*Data excerpts*.
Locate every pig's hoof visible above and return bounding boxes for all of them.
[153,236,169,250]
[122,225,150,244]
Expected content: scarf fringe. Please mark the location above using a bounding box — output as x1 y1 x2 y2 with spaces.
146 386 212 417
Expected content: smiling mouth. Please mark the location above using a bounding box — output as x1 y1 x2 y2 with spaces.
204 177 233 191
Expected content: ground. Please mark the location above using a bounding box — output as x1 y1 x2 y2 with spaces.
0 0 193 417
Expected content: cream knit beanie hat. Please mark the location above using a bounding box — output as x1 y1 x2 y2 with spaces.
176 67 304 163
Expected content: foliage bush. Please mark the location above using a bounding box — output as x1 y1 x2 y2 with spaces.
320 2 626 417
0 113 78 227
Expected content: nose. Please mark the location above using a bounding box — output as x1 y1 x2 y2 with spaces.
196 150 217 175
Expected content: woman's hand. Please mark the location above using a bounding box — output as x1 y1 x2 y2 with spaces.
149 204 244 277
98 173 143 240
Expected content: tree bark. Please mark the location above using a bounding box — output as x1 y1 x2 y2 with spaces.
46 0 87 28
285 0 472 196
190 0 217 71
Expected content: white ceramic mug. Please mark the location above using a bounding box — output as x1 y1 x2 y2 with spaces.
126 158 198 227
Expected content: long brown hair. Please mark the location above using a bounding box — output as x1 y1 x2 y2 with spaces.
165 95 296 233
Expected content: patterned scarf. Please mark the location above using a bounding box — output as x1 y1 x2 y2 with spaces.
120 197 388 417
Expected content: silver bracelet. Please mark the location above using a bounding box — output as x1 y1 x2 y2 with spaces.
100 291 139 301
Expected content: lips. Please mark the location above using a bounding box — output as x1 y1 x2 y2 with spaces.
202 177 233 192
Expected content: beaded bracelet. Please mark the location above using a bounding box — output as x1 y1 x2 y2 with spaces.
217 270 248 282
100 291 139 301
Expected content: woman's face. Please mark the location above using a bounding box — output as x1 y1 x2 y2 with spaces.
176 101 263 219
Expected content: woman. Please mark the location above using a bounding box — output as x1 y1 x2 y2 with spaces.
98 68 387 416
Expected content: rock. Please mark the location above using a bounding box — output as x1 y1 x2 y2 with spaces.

*Required task*. Lay out everything above, from the line containing "Expected content: smiling" down through the line containing "204 177 233 191", as a Markdown table with the columns Number and Line. Give each line its own row and skip any blank lines.

*Exercise result*.
| Number | Line |
|---|---|
| 1 | Expected content: smiling mouth. Please mark the location above using a bounding box — output as x1 y1 x2 y2 with spaces. |
| 2 | 204 177 233 191 |